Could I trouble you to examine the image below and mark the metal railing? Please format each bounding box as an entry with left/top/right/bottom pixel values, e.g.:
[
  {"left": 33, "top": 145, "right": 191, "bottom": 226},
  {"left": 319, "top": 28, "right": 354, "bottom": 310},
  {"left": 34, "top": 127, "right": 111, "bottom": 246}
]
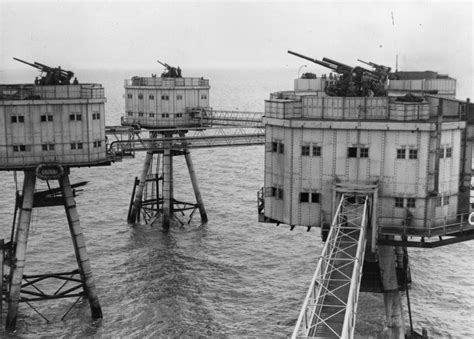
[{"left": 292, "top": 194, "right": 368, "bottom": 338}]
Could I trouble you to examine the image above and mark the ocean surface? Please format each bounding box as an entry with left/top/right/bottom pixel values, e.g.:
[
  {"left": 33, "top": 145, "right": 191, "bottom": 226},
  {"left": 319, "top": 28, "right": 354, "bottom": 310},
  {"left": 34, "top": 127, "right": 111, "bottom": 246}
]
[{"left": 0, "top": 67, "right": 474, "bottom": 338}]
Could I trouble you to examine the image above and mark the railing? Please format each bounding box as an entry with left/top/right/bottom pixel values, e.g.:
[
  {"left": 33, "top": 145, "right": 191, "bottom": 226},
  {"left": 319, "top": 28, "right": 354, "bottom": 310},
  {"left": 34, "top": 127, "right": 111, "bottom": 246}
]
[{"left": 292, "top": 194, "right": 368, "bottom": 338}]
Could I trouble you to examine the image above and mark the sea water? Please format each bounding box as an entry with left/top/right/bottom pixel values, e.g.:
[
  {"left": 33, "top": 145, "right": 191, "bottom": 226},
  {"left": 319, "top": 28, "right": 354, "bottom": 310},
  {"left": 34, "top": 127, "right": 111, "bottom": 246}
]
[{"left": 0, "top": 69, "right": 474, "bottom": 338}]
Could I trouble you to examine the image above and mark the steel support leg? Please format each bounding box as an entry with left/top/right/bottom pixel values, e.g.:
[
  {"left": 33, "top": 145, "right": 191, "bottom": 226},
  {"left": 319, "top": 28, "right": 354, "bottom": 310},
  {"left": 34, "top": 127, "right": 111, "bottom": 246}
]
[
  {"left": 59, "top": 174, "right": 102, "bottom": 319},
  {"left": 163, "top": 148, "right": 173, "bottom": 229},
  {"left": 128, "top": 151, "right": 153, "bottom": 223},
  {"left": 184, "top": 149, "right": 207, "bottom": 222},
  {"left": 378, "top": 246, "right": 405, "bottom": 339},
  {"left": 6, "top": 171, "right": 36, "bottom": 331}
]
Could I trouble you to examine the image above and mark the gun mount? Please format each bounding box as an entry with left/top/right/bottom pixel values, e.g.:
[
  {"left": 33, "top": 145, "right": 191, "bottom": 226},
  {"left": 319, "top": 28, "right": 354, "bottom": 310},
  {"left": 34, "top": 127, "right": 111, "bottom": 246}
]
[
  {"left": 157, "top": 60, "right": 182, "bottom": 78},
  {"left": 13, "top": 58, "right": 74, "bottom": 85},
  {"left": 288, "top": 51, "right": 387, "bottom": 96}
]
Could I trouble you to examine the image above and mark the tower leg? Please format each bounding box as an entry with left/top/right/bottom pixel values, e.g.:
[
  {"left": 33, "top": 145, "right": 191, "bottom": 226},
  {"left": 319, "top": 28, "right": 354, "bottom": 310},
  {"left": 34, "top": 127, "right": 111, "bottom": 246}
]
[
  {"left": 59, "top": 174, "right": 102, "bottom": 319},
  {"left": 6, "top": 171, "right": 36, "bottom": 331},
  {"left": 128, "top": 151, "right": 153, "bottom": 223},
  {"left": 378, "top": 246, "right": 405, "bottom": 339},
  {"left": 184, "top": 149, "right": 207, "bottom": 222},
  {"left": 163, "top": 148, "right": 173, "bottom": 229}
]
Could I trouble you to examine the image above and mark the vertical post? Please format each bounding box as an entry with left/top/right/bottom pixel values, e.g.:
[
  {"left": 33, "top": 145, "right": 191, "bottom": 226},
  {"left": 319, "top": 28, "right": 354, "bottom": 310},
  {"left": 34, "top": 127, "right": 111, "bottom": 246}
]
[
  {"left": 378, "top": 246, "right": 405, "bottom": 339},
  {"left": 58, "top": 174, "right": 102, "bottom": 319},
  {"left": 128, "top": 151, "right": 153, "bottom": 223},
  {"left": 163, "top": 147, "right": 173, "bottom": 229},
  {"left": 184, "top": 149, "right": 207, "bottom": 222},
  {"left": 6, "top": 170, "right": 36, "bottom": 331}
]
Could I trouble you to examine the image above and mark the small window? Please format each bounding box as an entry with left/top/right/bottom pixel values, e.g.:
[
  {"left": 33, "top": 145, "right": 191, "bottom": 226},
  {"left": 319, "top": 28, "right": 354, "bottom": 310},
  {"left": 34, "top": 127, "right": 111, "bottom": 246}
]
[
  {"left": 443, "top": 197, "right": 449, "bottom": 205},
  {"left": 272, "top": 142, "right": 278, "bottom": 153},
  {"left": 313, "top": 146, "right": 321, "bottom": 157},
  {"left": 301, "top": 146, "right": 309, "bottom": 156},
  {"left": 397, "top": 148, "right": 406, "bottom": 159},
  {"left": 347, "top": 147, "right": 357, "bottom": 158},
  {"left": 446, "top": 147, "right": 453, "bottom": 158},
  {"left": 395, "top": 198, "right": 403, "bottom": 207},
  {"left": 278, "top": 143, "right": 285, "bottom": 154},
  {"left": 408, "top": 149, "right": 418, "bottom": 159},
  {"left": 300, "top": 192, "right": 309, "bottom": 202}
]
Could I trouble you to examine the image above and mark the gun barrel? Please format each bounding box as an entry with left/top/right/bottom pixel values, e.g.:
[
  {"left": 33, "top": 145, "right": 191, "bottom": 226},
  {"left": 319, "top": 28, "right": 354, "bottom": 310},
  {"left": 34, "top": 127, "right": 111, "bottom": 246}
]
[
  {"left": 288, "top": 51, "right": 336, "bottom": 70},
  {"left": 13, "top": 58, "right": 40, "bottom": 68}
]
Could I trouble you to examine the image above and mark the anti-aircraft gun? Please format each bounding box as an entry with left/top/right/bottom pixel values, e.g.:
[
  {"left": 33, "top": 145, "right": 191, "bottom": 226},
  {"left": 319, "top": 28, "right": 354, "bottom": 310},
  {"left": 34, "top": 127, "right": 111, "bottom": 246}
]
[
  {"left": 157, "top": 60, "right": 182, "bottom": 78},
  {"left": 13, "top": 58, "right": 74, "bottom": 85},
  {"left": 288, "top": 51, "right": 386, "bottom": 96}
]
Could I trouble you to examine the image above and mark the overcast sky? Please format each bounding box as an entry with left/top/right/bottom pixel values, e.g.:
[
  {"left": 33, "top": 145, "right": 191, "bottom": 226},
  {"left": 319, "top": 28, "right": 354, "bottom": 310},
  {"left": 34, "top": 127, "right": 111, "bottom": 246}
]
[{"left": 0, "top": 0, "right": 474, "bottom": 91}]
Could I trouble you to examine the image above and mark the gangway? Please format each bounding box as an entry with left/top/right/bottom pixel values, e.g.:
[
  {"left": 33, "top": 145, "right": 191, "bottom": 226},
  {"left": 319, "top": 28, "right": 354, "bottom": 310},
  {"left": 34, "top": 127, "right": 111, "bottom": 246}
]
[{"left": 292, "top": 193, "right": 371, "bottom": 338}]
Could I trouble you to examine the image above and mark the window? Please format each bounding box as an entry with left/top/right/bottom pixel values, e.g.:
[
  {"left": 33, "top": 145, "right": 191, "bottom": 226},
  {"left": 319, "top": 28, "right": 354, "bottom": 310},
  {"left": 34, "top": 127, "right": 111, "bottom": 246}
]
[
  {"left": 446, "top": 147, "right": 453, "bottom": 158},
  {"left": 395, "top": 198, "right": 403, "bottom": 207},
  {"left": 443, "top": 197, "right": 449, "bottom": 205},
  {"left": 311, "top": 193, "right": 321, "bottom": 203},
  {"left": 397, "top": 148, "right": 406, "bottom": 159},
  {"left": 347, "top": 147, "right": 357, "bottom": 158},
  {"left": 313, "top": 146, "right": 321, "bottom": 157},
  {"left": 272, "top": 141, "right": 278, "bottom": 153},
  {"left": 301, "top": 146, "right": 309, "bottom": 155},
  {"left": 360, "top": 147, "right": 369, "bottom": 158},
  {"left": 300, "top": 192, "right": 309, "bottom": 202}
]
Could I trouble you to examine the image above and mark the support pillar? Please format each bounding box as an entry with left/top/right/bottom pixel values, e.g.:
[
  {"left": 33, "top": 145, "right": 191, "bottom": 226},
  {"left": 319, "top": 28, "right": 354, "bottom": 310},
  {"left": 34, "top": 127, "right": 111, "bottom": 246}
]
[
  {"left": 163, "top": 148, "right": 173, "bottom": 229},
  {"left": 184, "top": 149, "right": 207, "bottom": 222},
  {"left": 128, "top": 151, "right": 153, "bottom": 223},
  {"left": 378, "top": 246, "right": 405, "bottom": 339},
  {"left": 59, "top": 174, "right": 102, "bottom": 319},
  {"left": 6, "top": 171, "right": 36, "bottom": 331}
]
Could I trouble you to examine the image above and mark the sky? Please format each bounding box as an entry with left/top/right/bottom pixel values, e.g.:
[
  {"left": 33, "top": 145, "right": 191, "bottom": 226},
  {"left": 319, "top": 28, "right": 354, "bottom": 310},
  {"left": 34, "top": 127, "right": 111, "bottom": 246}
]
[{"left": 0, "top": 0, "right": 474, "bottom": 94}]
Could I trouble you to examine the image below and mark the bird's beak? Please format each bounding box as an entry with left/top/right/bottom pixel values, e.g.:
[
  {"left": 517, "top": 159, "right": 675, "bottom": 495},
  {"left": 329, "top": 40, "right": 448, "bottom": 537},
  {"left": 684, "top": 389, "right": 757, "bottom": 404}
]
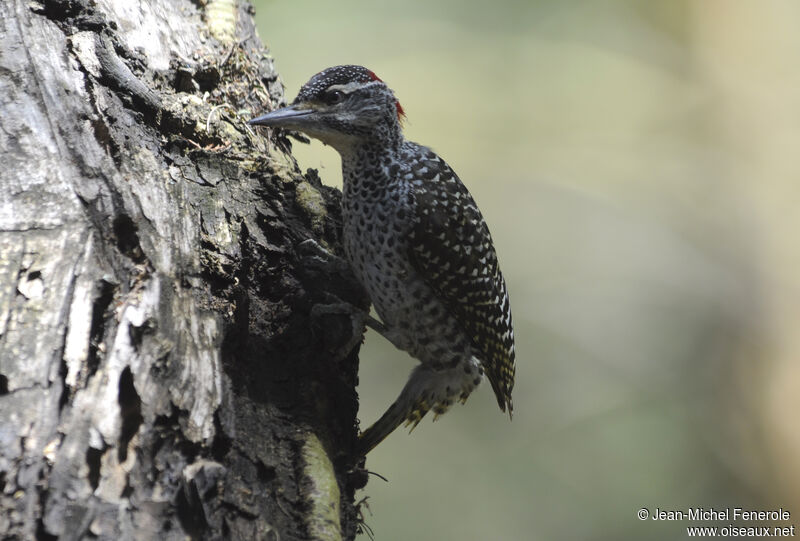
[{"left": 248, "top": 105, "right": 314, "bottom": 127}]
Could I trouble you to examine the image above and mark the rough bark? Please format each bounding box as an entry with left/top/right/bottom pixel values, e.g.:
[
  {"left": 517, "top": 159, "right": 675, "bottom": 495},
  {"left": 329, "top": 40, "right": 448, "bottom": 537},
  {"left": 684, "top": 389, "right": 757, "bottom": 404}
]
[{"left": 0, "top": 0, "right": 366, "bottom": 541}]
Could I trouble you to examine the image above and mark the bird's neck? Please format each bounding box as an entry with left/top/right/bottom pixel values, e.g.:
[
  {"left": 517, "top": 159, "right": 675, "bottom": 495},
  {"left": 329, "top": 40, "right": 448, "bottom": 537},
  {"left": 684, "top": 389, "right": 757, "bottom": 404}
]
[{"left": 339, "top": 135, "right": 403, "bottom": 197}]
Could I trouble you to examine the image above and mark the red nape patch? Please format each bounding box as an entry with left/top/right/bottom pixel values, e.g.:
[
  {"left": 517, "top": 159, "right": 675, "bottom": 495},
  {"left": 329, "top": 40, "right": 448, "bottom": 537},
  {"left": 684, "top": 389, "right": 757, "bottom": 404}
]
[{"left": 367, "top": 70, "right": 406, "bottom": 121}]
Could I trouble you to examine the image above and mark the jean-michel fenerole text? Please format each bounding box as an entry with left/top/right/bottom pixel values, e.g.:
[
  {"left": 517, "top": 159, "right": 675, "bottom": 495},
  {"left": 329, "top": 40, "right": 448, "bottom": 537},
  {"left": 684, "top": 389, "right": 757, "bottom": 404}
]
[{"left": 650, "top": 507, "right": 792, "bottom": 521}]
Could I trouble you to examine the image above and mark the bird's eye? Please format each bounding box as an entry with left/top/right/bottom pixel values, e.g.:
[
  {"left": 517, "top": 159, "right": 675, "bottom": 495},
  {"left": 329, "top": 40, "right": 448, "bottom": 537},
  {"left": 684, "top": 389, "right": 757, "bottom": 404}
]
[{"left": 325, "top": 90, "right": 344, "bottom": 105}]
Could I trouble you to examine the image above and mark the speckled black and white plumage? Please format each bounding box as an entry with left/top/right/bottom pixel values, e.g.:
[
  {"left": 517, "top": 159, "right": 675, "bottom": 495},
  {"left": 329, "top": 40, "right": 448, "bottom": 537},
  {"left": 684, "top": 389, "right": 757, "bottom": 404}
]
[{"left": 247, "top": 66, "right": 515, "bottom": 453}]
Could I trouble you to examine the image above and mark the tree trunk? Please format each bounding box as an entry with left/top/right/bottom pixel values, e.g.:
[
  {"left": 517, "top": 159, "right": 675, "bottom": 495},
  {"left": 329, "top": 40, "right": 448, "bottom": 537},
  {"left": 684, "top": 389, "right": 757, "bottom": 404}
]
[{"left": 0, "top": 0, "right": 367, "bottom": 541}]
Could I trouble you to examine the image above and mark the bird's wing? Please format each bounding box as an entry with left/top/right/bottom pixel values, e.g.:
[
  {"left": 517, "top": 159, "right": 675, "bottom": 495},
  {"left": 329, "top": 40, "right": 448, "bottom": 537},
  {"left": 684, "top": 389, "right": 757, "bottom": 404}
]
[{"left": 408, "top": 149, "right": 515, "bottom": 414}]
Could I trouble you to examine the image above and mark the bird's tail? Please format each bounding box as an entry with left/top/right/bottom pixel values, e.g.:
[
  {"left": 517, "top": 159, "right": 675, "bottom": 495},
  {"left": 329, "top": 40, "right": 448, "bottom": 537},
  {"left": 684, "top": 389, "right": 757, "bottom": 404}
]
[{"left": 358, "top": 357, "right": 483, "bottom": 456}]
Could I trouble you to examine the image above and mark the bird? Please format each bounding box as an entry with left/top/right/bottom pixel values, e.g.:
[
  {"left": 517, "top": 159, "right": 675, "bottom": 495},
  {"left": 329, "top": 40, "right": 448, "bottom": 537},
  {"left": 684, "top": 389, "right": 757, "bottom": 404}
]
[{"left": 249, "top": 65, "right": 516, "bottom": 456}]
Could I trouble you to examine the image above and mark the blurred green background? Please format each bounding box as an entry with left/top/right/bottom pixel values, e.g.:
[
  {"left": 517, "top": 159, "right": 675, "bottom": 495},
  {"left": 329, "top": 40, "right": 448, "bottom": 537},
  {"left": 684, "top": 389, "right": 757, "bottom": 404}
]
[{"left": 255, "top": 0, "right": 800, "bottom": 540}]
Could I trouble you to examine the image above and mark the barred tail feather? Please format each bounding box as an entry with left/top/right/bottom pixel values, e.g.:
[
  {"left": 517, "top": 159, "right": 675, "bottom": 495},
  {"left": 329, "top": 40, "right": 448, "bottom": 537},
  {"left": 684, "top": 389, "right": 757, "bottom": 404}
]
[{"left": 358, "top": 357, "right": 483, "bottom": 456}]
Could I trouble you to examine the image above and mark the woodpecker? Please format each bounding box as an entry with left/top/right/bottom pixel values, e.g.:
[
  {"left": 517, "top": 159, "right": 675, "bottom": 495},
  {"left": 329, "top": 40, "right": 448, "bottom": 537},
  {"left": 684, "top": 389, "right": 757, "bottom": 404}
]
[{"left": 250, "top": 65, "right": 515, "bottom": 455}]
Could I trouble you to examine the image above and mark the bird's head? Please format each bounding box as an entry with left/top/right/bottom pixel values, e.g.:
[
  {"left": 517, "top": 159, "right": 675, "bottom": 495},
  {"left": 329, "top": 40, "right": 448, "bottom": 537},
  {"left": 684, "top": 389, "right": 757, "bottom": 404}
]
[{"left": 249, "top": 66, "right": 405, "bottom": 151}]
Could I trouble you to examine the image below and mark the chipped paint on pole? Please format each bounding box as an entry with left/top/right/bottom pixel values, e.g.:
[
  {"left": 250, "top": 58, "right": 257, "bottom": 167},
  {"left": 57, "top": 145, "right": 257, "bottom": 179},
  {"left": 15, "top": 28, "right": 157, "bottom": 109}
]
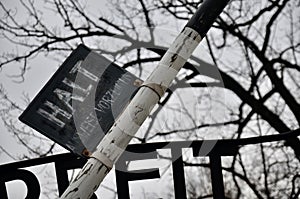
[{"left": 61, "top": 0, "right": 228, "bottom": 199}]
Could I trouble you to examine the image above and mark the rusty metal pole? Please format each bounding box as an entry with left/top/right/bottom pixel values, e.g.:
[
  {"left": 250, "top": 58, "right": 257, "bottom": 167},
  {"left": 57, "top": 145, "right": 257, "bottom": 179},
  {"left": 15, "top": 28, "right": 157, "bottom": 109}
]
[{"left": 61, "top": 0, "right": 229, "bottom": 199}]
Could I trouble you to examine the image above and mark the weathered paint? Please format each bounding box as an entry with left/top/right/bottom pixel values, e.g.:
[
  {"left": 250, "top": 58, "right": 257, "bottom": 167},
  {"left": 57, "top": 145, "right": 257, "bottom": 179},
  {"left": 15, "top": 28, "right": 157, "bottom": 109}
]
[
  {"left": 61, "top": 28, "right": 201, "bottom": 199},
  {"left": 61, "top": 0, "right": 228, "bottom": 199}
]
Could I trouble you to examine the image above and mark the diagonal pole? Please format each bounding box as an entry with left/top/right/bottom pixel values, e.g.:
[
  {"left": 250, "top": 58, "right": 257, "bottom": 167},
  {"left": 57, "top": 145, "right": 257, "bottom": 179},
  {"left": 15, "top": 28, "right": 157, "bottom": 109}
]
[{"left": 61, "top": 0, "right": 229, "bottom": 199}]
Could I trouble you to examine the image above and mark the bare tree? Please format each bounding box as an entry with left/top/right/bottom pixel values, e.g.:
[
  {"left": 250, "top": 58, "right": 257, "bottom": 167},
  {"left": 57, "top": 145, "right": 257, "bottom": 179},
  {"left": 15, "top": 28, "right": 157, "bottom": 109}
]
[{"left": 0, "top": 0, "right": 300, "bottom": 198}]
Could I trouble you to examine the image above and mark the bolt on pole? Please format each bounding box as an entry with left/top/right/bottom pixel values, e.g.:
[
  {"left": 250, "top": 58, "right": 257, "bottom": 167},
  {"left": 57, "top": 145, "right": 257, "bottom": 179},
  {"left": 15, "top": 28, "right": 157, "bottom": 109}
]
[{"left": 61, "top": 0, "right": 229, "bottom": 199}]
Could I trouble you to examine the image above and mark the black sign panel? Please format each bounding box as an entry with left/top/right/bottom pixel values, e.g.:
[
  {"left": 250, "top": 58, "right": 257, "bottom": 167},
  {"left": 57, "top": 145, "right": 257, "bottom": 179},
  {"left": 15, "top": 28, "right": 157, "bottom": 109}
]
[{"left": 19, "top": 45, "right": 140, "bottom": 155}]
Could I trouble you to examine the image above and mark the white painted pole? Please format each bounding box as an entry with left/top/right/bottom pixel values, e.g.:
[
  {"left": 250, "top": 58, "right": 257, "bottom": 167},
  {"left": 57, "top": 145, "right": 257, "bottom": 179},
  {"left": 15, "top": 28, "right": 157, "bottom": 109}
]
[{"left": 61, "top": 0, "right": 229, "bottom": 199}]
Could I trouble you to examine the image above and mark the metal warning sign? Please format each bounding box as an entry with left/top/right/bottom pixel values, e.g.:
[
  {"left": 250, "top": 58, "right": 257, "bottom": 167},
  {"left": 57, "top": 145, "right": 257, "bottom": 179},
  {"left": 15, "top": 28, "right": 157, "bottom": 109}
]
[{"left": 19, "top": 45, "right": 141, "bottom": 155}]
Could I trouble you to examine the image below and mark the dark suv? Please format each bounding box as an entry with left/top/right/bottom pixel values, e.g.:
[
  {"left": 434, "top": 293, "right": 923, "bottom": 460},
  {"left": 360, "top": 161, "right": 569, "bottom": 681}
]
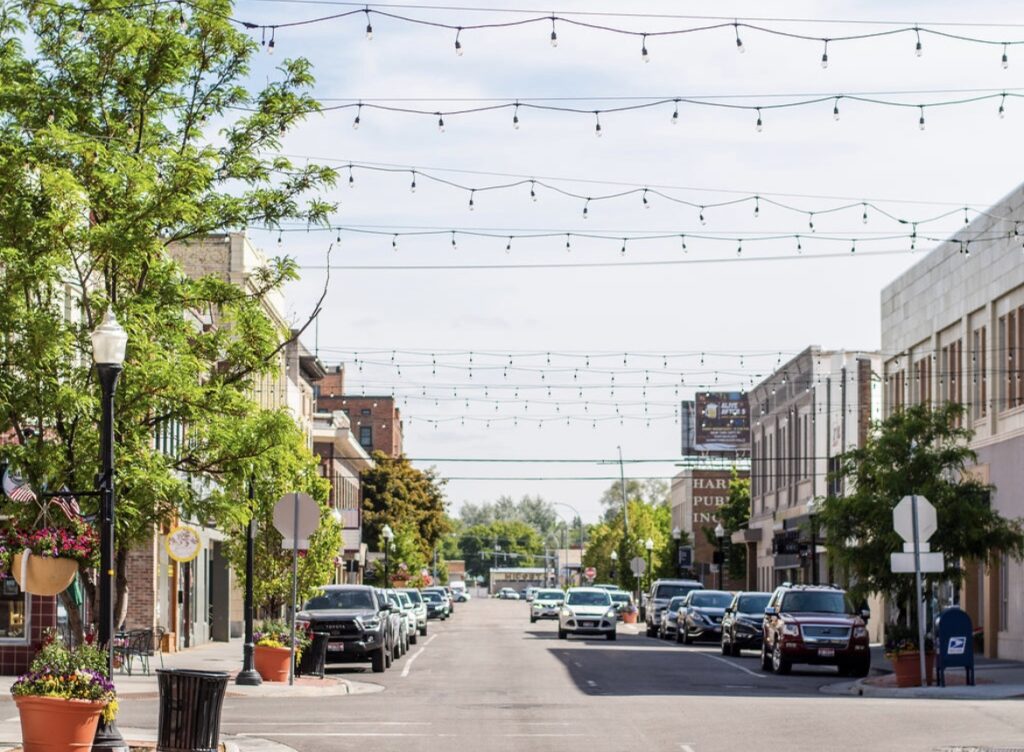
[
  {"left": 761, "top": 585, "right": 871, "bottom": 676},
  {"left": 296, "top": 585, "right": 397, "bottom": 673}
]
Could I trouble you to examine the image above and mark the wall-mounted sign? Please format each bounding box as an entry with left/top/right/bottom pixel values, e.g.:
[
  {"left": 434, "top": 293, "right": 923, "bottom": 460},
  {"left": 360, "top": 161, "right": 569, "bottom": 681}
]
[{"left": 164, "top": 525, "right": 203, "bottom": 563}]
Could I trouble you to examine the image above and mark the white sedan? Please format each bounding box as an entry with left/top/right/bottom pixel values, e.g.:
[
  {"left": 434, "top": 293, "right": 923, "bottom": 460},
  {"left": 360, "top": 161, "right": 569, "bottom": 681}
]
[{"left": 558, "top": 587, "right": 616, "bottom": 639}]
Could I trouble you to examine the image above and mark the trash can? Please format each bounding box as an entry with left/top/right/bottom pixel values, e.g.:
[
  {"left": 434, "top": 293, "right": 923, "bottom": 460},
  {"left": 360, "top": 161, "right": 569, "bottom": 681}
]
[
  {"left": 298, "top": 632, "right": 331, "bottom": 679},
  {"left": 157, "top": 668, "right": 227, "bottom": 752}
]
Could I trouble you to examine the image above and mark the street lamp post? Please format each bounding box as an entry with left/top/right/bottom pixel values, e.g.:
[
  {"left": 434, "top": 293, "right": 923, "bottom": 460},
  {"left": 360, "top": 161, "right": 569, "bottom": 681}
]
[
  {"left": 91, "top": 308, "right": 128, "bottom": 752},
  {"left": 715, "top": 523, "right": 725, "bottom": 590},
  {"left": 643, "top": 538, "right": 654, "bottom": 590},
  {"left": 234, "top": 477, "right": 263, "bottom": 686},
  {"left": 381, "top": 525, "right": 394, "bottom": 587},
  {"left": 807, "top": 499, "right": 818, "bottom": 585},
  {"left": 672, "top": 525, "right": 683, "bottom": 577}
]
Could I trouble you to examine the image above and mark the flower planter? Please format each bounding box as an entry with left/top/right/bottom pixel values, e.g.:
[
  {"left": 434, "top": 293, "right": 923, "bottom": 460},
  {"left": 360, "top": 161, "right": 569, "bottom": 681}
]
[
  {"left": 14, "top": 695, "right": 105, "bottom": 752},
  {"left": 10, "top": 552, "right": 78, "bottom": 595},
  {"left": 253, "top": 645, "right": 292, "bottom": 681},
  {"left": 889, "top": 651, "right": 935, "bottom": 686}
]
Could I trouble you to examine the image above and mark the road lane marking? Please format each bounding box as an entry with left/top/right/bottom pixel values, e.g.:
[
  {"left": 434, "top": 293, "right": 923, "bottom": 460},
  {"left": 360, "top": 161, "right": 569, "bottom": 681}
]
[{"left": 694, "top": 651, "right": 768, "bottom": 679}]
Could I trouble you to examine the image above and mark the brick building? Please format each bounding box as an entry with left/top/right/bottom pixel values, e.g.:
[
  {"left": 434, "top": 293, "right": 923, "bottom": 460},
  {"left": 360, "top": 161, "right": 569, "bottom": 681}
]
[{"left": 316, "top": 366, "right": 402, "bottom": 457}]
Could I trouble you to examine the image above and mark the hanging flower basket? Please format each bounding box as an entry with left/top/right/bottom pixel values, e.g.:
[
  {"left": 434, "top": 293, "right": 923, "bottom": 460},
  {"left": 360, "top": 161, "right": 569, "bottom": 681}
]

What to work on —
Gather every line of the records above that contains the string "post", and copy each one in full.

Completed exercise —
Could I trouble you to examine the image above and mark the vertical post? Please format each bounding box as an entry with left/top/right/bottom pixel values, e.g.:
Could I trouble you to examine the image above and mark the street lamp post? Please format each bounding box as an entry with left/top/right/bottom pixel values, e.g.:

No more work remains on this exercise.